**WORK REQUIRED:**
An exact repetition of all the entries that follow is required.

**GIVEN DATA:**
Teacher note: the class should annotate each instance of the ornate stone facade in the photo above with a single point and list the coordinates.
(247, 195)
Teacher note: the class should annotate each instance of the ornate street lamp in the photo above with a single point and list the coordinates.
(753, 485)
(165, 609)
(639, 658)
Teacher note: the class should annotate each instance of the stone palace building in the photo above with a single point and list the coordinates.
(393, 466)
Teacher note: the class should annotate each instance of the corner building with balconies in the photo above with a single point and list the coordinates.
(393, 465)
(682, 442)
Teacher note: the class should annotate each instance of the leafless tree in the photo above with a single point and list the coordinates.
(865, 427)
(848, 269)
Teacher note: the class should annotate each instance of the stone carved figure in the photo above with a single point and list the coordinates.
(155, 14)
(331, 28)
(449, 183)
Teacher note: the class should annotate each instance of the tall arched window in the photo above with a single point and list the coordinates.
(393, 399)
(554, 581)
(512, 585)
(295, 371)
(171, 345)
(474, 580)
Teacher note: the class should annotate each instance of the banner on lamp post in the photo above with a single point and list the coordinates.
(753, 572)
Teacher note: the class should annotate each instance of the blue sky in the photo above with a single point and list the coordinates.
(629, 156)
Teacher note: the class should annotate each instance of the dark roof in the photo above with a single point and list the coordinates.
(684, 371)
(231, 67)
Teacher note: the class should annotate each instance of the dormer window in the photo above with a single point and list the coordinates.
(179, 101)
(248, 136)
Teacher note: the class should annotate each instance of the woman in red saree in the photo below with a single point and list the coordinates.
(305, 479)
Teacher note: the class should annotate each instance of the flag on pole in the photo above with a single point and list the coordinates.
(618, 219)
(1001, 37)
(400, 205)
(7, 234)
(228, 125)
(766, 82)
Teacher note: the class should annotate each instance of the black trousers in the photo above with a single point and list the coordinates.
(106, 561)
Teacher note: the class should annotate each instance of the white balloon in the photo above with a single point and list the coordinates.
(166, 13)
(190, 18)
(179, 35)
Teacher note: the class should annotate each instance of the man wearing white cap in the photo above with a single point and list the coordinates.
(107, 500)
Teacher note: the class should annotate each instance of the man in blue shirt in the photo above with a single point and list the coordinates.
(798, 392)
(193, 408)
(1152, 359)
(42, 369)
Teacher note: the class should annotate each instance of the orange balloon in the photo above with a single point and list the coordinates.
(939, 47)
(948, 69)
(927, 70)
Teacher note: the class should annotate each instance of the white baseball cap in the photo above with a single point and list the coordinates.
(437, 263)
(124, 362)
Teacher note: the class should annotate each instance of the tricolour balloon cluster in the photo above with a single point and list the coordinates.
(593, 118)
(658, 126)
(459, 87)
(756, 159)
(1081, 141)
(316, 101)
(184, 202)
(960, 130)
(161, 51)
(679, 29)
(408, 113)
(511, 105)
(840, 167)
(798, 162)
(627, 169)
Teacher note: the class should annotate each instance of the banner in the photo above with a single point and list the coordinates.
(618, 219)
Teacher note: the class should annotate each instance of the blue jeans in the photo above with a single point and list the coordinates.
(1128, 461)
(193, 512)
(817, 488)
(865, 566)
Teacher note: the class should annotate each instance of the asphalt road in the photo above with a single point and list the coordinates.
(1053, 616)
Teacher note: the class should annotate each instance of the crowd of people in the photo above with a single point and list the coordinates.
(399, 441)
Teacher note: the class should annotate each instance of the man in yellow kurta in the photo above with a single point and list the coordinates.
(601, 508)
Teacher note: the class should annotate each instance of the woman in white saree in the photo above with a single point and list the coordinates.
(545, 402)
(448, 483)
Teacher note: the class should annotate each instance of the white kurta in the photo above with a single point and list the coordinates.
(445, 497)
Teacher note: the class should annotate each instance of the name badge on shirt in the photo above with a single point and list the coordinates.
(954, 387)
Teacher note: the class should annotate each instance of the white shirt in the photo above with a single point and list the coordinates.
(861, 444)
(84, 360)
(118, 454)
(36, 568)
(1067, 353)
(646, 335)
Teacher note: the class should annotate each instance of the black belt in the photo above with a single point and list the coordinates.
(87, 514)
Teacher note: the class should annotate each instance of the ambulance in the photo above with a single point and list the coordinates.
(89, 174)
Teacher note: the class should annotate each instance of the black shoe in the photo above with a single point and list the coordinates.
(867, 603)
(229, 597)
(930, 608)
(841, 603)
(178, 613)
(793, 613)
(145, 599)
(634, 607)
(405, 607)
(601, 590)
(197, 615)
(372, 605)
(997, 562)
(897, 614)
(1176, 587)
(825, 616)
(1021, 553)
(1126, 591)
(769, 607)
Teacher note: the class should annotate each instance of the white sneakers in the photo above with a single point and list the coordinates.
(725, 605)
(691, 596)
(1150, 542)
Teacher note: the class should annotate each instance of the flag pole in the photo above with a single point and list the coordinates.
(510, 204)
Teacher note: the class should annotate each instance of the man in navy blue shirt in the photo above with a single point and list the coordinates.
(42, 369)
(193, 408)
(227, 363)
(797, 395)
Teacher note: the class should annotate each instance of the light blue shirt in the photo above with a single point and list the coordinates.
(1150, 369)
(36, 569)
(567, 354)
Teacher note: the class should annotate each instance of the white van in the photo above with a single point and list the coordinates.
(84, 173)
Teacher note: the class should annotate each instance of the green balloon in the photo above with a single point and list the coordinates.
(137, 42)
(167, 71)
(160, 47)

**WRITTEN SOLUTION:**
Teacher note: the class should annotate each instance of the ornate stone facade in the photo above with a single point and list the coordinates.
(247, 195)
Teacher note: the class should annotate each instance of the ornate street lamp in the photo above with a single point and list the coordinates.
(753, 485)
(165, 609)
(639, 658)
Teacher note: the class should annotate each instance of the stone palace building in the photo above with a single point and list the coordinates.
(393, 466)
Teacher note: the class should annotate each instance of the corner building with balconies in the photo above with a single point and list the coordinates.
(393, 465)
(682, 442)
Teacher note: the class should annotate each instance of the leafless tree in the photo above with a single point and list the coordinates.
(865, 427)
(848, 269)
Teacher note: the class should annotate each instance of the stone carved figure in the photo above with a single point and list the coordinates.
(155, 14)
(331, 28)
(449, 183)
Teacher note: the class should annotate each instance of the tall arched window in the photo above with a single point and list the coordinates.
(393, 399)
(554, 581)
(512, 585)
(295, 371)
(171, 345)
(474, 580)
Teacher note: the class should annotate each instance of the banner on lamp post in the photo above with a single point and list the coordinates.
(753, 572)
Teacher note: the class should annotate each instance of the blue sky in the photo above with a single point and list the coordinates.
(629, 156)
Teacher note: the class should annotate each instance of the dark roof in the photo above with a single point and list the coordinates.
(684, 371)
(231, 67)
Teacher note: the class should annotate each instance of the dormer window in the photo above with a single point and list the coordinates.
(179, 101)
(248, 136)
Teacher note: the class should annotate each instance of the woman in red saree in the photo below with a single point and list the coordinates.
(305, 479)
Teacher note: the class should annotate each instance of the flag on pole in the photo above with a single point and list the coordinates.
(618, 219)
(1001, 37)
(400, 205)
(7, 234)
(228, 125)
(766, 82)
Teacher note: the class should annotate each instance of the black trousers in the photo above with a single point and list the coordinates.
(106, 561)
Teacher note: the class should annotate each instance of the white balloon in the photo above with a single point and list the coordinates.
(166, 13)
(190, 18)
(179, 35)
Teacher note: the class should annotate each instance of the man wearing white cap in the photo above with a single point and list the coordinates.
(107, 500)
Teacher note: the class should annotate each instance of the man in blue shirt in the photo above with a single point and list the coordinates.
(798, 392)
(193, 408)
(1152, 359)
(42, 369)
Teacher note: the class should annotate each instance of the orange balloon in the photo above with a single point and list the coordinates.
(939, 47)
(948, 69)
(927, 70)
Teacher note: the class should annotate each instance of the white baseball cap in the photo above with a single point and list the coordinates.
(437, 263)
(124, 362)
Teacher note: the class should annotate each instance of the tricolour balloon cluster in the photo above with a single point and list the coordinates.
(593, 118)
(658, 126)
(459, 87)
(756, 159)
(1081, 141)
(316, 101)
(184, 202)
(960, 130)
(161, 51)
(679, 29)
(408, 113)
(511, 105)
(840, 167)
(798, 162)
(627, 169)
Teacher note: the class should annotate each instance of the banner in the photo above with a single point and list the coordinates.
(618, 219)
Teacher note: the class should annotate each instance of the blue jeans in the photo above with a single point and list the coordinates.
(1128, 461)
(193, 512)
(817, 488)
(865, 566)
Teacher note: the class should annotate each instance of the asphalt road in the photo above with a single point and list the coordinates.
(1053, 616)
Teacher note: the class should annotate each instance of the crowd of people in the photo above with a single point and list the coordinates.
(399, 441)
Teacher note: the class should annotate each instance of the man in yellow kurta in the photo above with a single point and list the coordinates.
(601, 508)
Teacher note: the class should annotate each instance of the woman in white saree in the photo above with a single point and list the coordinates.
(545, 402)
(448, 483)
Teacher note: the class should annotate each instance of the white kurta in the photo above with a single point and list the coordinates.
(445, 497)
Teacher note: the class should annotate each instance of the name badge on shirt in the photo above with a single point and list the coordinates.
(954, 387)
Teacher note: the class should annotate each instance of the white shirt in the photo above with a single point and list the coordinates.
(861, 444)
(84, 360)
(118, 454)
(36, 568)
(1067, 353)
(646, 335)
Teacher note: the class should annotate each instance of the black belt in the photo above with a single point and list the coordinates.
(87, 514)
Teacher note: the class should annotate each instance of the ambulance in the photo above with a single point and list the coordinates.
(89, 174)
Teacher note: the class should annotate each instance of the black shoe in the photo above with a single point and list the coordinates.
(867, 603)
(229, 597)
(930, 608)
(841, 603)
(178, 613)
(793, 613)
(145, 599)
(634, 607)
(405, 607)
(601, 590)
(197, 615)
(372, 605)
(997, 562)
(897, 614)
(1176, 587)
(825, 616)
(1021, 553)
(1126, 591)
(769, 607)
Teacher note: the class should annotate each instance of the white sneakers in the photo above with a single point and list the coordinates.
(725, 605)
(691, 596)
(1150, 542)
Teacher note: the class should annotate each instance of the flag pole in the photo above with a single point and list the coordinates.
(510, 204)
Teacher note: the class should annotate each instance of the man in navy blue shirt in the photo above with a single point and list the coordinates.
(42, 369)
(193, 408)
(227, 363)
(797, 395)
Teacher note: the class should annotate each instance of the light blue shirt in the photo above with a single point and list the coordinates.
(1150, 369)
(36, 569)
(567, 354)
Teacher note: the class should annotate each instance of the white van in the photo above with a single point and list the coordinates.
(84, 173)
Teacher note: the class should annotate each instance of the green balloon in the photo above with a single point and list the coordinates.
(137, 42)
(167, 71)
(160, 47)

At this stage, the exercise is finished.